*** Block opens ***
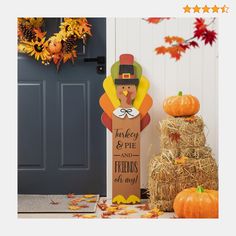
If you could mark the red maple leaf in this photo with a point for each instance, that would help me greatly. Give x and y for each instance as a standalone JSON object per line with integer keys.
{"x": 184, "y": 46}
{"x": 200, "y": 27}
{"x": 161, "y": 50}
{"x": 193, "y": 44}
{"x": 200, "y": 23}
{"x": 209, "y": 36}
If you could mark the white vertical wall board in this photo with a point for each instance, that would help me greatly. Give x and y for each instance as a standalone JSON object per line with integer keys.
{"x": 171, "y": 84}
{"x": 209, "y": 94}
{"x": 195, "y": 73}
{"x": 183, "y": 65}
{"x": 133, "y": 40}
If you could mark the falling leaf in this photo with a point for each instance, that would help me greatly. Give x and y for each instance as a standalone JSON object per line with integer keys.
{"x": 193, "y": 44}
{"x": 172, "y": 39}
{"x": 54, "y": 202}
{"x": 88, "y": 195}
{"x": 70, "y": 195}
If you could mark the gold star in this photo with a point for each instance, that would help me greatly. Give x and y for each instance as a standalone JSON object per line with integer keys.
{"x": 187, "y": 9}
{"x": 224, "y": 9}
{"x": 215, "y": 9}
{"x": 205, "y": 9}
{"x": 196, "y": 9}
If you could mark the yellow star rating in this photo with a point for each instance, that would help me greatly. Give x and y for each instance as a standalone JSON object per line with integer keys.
{"x": 187, "y": 9}
{"x": 196, "y": 9}
{"x": 205, "y": 9}
{"x": 224, "y": 9}
{"x": 215, "y": 9}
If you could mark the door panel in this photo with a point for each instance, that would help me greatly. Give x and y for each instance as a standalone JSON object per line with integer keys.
{"x": 61, "y": 142}
{"x": 74, "y": 125}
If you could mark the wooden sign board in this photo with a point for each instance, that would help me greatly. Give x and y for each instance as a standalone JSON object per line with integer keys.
{"x": 126, "y": 160}
{"x": 125, "y": 105}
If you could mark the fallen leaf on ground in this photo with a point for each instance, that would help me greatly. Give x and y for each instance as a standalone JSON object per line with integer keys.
{"x": 91, "y": 200}
{"x": 88, "y": 195}
{"x": 127, "y": 212}
{"x": 153, "y": 213}
{"x": 85, "y": 216}
{"x": 112, "y": 210}
{"x": 102, "y": 206}
{"x": 70, "y": 195}
{"x": 77, "y": 200}
{"x": 74, "y": 207}
{"x": 54, "y": 202}
{"x": 144, "y": 207}
{"x": 106, "y": 215}
{"x": 88, "y": 216}
{"x": 77, "y": 215}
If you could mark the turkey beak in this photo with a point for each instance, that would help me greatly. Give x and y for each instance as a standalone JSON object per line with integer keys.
{"x": 125, "y": 92}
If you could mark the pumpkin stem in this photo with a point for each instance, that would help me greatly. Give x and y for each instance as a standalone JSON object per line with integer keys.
{"x": 200, "y": 189}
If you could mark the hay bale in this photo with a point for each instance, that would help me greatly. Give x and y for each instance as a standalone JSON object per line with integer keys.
{"x": 167, "y": 179}
{"x": 182, "y": 132}
{"x": 190, "y": 152}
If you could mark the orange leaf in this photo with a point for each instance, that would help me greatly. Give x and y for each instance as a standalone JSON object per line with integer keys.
{"x": 70, "y": 195}
{"x": 177, "y": 39}
{"x": 161, "y": 50}
{"x": 168, "y": 39}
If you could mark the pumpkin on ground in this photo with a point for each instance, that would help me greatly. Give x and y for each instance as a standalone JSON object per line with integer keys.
{"x": 181, "y": 105}
{"x": 196, "y": 203}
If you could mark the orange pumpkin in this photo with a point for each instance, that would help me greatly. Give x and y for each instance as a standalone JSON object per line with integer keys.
{"x": 181, "y": 105}
{"x": 54, "y": 45}
{"x": 196, "y": 203}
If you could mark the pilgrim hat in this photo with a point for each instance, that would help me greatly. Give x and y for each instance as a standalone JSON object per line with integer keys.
{"x": 126, "y": 71}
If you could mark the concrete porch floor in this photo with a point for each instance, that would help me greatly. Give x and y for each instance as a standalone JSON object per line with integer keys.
{"x": 98, "y": 213}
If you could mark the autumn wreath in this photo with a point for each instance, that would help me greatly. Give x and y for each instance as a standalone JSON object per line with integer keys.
{"x": 57, "y": 48}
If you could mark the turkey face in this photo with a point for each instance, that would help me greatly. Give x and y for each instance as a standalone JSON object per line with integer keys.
{"x": 126, "y": 93}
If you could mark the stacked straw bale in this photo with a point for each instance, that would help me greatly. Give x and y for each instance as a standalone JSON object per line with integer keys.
{"x": 180, "y": 137}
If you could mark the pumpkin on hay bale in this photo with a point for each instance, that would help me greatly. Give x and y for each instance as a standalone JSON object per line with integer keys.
{"x": 166, "y": 179}
{"x": 185, "y": 161}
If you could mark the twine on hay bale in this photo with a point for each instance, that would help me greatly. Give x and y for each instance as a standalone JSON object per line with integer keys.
{"x": 167, "y": 179}
{"x": 182, "y": 132}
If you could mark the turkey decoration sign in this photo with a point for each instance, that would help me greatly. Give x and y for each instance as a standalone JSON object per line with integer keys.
{"x": 126, "y": 104}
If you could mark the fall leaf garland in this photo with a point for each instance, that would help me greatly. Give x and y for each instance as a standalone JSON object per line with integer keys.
{"x": 176, "y": 45}
{"x": 58, "y": 48}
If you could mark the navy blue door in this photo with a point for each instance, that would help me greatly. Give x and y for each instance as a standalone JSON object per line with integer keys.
{"x": 61, "y": 142}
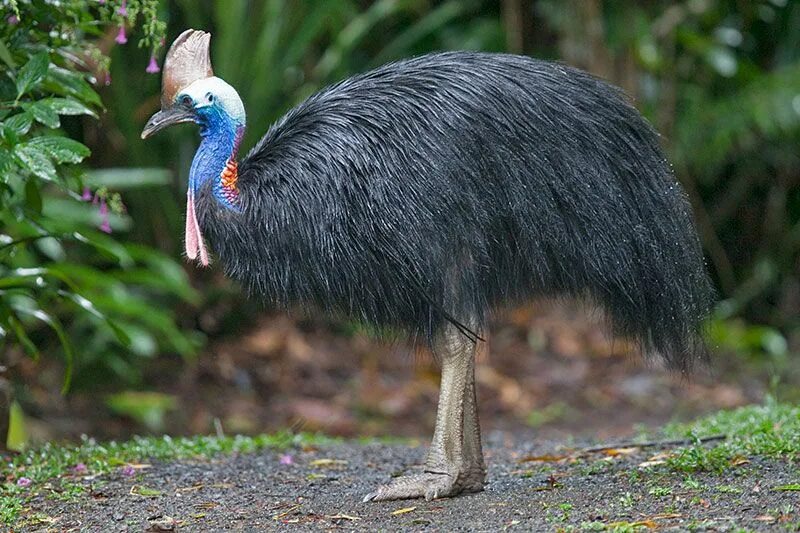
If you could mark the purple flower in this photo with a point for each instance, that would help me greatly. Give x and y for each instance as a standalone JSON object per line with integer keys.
{"x": 104, "y": 226}
{"x": 152, "y": 67}
{"x": 121, "y": 37}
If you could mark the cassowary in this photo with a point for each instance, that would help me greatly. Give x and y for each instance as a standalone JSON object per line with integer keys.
{"x": 423, "y": 194}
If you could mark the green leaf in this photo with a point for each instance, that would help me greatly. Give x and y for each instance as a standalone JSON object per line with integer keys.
{"x": 22, "y": 337}
{"x": 17, "y": 436}
{"x": 33, "y": 197}
{"x": 5, "y": 55}
{"x": 148, "y": 408}
{"x": 67, "y": 106}
{"x": 5, "y": 162}
{"x": 62, "y": 81}
{"x": 56, "y": 326}
{"x": 42, "y": 113}
{"x": 61, "y": 149}
{"x": 128, "y": 178}
{"x": 20, "y": 123}
{"x": 32, "y": 73}
{"x": 88, "y": 305}
{"x": 36, "y": 161}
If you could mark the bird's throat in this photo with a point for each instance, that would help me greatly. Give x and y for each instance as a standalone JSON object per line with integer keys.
{"x": 214, "y": 174}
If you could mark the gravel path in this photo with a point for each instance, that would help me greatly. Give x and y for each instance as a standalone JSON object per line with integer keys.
{"x": 322, "y": 490}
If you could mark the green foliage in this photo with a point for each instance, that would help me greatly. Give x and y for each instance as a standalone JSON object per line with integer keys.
{"x": 768, "y": 430}
{"x": 56, "y": 465}
{"x": 65, "y": 286}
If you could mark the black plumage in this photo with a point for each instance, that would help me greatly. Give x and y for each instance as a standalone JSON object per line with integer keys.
{"x": 434, "y": 189}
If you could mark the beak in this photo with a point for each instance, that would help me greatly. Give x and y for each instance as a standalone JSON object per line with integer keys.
{"x": 166, "y": 117}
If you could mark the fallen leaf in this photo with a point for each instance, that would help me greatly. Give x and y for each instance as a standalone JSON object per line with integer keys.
{"x": 543, "y": 458}
{"x": 651, "y": 463}
{"x": 290, "y": 510}
{"x": 141, "y": 490}
{"x": 665, "y": 516}
{"x": 649, "y": 524}
{"x": 341, "y": 516}
{"x": 614, "y": 452}
{"x": 206, "y": 505}
{"x": 196, "y": 486}
{"x": 327, "y": 462}
{"x": 162, "y": 523}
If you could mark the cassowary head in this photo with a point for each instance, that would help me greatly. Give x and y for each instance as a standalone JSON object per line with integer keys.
{"x": 191, "y": 93}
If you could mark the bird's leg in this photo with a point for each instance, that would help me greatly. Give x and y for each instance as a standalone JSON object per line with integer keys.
{"x": 455, "y": 459}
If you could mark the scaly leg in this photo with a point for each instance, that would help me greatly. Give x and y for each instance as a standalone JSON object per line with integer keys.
{"x": 455, "y": 459}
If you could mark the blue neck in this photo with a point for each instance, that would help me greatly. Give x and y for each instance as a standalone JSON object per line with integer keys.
{"x": 220, "y": 142}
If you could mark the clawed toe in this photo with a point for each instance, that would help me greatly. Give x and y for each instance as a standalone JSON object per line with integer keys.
{"x": 428, "y": 485}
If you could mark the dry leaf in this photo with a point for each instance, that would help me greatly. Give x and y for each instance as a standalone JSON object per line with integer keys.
{"x": 543, "y": 458}
{"x": 327, "y": 462}
{"x": 613, "y": 452}
{"x": 651, "y": 463}
{"x": 341, "y": 516}
{"x": 290, "y": 510}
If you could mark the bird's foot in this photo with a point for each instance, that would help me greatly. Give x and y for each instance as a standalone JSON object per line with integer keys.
{"x": 428, "y": 485}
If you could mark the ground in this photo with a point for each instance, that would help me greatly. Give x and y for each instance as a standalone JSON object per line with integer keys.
{"x": 745, "y": 477}
{"x": 553, "y": 384}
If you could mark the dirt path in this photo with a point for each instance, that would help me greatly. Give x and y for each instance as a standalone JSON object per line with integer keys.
{"x": 322, "y": 489}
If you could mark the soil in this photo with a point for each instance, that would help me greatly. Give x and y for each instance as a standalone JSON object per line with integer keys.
{"x": 552, "y": 368}
{"x": 323, "y": 487}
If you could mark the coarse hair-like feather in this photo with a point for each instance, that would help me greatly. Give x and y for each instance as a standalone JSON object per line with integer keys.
{"x": 435, "y": 189}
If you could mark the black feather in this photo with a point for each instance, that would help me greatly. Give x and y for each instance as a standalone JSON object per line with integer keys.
{"x": 434, "y": 189}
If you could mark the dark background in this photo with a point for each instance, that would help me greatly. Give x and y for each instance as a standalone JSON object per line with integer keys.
{"x": 719, "y": 79}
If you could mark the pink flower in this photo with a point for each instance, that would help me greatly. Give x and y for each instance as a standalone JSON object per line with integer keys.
{"x": 104, "y": 226}
{"x": 121, "y": 37}
{"x": 152, "y": 67}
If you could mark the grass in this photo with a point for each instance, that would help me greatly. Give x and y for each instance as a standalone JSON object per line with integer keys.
{"x": 52, "y": 468}
{"x": 770, "y": 430}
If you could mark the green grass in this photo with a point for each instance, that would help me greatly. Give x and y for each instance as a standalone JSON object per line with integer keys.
{"x": 769, "y": 430}
{"x": 51, "y": 467}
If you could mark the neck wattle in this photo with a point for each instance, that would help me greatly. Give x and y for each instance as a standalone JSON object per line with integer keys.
{"x": 215, "y": 166}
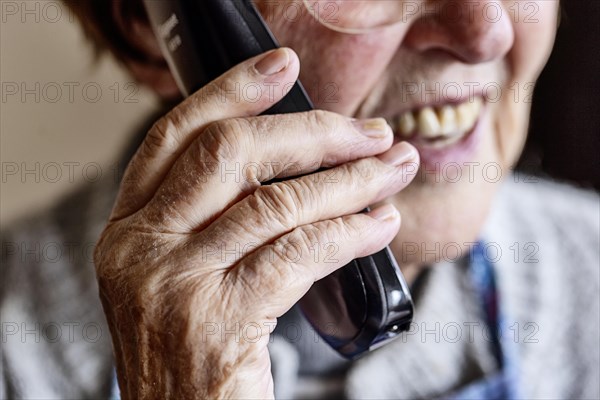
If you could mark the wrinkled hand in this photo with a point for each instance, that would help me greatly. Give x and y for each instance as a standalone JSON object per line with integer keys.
{"x": 193, "y": 265}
*** Block closes ***
INSTRUCTIONS TO FOLLOW: The line containing "If you could mark the pink" and every line after it, through the end of the records, are what you should retype exactly. Do not include the pictures.

YOUR RESPONSE:
If you could mark the pink flower in this photo with a point for each instance, that would help me greatly. Give x and y for each instance as a standalone JSON object per line with integer keys.
{"x": 104, "y": 226}
{"x": 121, "y": 37}
{"x": 152, "y": 67}
If you could mark the grass in this photo with a point for each instance, that would help me greatly. Give x and y for each instance as a standalone JSON object per line with integer keys.
{"x": 52, "y": 468}
{"x": 770, "y": 430}
If you could mark the green grass in this photo with a point for each instance, that would help me greatly. Give x and y for each instance as a standalone JSON object per line with integer keys.
{"x": 769, "y": 430}
{"x": 51, "y": 467}
If you could mark the neck wattle in this photo with a point for each instance, that would help me greatly. Give x and y for each instance as a standalone JSON object per line with integer keys.
{"x": 215, "y": 166}
If you could mark the wrinkled hand in this photo with a point for each instance, that would help me greatly. Give x and y for each instance as a standalone JSON object per line with integer keys.
{"x": 193, "y": 265}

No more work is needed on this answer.